**CHALLENGE 1:** For the kidding season thread, state whether each statement agrees with it, answering yes or no and quoting the words that decide it: (a) Primrose had a single paint doeling. (b) All of Peony's triplets were doelings. (c) Rosebud's triplets arrived about two weeks early.

# 2014 Kidding Season Over?



## packhillboers (Feb 2, 2011)

I think that we are all finished with our 2014 kidding season until July. Our older Doe may have taken after all and if so she will be due July 1st. 
Dalchini - Twin Doelings 3/24
Peony- Triplets with two solid chocolate bucklings & one tiny paint doeling 4/10
Primrose - One large paint doeling 4/14
Rosebud- Triplets born approx. 2 wks early - all were born alive 4/15. We lost Rosebud and one of her doelings but have managed to keep her babies going. They are doing well at 10 days old now. (buckling & doeling)
Rosebud produced a solid red full blood Boer Doe.


----------



## packhillboers (Feb 2, 2011)

Oh and the first set of twins pictured below at one month and the two premmies. Our dog has somewhat adopted them and if she could hold a bottle she would be probably be happy to feed them too.


----------



## packhillboers (Feb 2, 2011)

**CHALLENGE 2:** Please copy, with no changes, the part of the records that opens with their first line and closes with the line containing "column 668, row 348".

**ENTRIES PROVIDED:**
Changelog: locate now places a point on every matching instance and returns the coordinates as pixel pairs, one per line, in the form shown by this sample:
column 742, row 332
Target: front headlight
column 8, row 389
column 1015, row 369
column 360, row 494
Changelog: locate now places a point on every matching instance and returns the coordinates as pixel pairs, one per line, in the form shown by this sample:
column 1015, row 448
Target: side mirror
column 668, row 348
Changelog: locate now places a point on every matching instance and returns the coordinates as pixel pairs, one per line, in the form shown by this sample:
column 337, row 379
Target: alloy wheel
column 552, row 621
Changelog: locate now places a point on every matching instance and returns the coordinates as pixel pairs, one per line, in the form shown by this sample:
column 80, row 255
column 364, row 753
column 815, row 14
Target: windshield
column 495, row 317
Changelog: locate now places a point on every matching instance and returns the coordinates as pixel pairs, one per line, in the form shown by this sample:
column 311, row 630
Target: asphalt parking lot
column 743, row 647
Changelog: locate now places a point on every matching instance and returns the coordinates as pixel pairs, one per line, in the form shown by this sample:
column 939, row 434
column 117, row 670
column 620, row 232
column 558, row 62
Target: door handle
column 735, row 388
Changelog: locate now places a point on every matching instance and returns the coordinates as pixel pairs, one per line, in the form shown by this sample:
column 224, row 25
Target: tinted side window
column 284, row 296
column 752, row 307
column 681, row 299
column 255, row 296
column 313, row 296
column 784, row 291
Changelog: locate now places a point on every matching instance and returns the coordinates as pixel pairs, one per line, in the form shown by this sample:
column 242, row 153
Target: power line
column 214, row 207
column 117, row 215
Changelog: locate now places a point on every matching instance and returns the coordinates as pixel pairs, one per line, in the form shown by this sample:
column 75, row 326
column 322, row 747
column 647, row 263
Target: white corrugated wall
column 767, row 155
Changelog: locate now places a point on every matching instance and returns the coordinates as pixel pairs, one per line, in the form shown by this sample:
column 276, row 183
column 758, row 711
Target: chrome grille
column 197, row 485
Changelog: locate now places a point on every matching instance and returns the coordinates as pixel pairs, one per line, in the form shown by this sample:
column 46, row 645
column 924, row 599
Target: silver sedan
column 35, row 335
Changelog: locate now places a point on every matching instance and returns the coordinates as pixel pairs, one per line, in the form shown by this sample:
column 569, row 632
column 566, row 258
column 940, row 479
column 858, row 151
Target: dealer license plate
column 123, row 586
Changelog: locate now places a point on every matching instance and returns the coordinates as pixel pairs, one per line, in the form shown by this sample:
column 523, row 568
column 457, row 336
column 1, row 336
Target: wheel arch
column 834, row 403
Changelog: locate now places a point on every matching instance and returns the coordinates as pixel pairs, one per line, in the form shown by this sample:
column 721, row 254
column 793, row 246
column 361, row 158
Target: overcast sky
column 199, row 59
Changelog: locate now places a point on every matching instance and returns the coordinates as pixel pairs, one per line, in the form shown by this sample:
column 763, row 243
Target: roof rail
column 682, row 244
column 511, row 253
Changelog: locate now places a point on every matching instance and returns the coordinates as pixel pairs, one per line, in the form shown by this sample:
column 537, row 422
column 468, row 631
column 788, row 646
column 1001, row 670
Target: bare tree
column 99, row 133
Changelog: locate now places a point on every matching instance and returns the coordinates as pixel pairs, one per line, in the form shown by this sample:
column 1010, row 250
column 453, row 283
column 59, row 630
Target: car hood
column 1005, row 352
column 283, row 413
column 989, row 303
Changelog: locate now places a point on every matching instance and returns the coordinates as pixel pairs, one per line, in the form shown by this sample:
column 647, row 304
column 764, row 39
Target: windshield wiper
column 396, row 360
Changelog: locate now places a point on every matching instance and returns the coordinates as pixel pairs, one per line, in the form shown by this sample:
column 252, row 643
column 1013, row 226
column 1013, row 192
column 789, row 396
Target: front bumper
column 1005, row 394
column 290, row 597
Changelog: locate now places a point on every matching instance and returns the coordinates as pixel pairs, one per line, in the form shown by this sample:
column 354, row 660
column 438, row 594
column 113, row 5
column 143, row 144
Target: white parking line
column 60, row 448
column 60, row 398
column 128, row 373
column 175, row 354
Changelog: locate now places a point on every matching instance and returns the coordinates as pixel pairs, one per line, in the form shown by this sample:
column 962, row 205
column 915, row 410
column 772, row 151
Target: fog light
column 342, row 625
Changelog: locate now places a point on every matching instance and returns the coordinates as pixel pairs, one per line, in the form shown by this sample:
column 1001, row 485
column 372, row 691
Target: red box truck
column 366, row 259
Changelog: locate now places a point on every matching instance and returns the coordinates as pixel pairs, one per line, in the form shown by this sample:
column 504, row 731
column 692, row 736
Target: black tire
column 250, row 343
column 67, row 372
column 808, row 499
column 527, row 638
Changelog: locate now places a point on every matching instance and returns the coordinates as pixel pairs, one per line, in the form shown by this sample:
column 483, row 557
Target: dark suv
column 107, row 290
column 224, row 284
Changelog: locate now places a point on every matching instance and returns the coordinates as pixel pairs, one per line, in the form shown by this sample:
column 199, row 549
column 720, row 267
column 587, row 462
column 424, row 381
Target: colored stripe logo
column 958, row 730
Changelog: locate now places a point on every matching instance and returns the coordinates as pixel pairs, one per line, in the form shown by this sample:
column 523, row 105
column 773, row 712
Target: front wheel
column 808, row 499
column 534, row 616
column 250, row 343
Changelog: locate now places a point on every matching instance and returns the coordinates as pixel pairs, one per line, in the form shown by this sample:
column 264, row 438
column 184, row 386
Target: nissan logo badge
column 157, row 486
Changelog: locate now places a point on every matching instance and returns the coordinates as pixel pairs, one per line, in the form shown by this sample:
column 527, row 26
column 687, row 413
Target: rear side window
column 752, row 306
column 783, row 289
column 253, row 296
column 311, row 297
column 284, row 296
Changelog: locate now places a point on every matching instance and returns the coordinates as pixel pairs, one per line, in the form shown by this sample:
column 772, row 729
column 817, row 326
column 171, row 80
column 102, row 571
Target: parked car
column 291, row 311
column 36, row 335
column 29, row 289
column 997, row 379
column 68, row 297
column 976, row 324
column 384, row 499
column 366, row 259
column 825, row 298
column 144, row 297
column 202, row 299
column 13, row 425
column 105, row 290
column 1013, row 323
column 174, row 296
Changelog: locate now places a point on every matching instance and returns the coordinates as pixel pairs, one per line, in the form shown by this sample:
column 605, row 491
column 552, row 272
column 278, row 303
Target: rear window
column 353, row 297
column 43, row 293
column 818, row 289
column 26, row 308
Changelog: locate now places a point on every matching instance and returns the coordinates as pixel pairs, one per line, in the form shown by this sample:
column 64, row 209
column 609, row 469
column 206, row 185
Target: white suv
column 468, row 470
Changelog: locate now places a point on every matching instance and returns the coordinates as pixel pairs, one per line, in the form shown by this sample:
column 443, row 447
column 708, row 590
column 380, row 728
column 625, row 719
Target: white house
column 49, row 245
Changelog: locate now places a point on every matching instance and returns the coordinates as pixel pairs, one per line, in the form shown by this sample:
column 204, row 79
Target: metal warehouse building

**RIGHT ANSWER 1:**
(a) Yes: "Primrose - One large paint doeling 4/14"
(b) No: "Peony- Triplets with two solid chocolate bucklings & one tiny paint doeling 4/10"
(c) Yes: "Rosebud- Triplets born approx. 2 wks early"

**RIGHT ANSWER 2:**
Changelog: locate now places a point on every matching instance and returns the coordinates as pixel pairs, one per line, in the form shown by this sample:
column 742, row 332
Target: front headlight
column 8, row 389
column 1015, row 369
column 360, row 494
Changelog: locate now places a point on every matching instance and returns the coordinates as pixel pairs, one per line, in the form shown by this sample:
column 1015, row 448
Target: side mirror
column 668, row 348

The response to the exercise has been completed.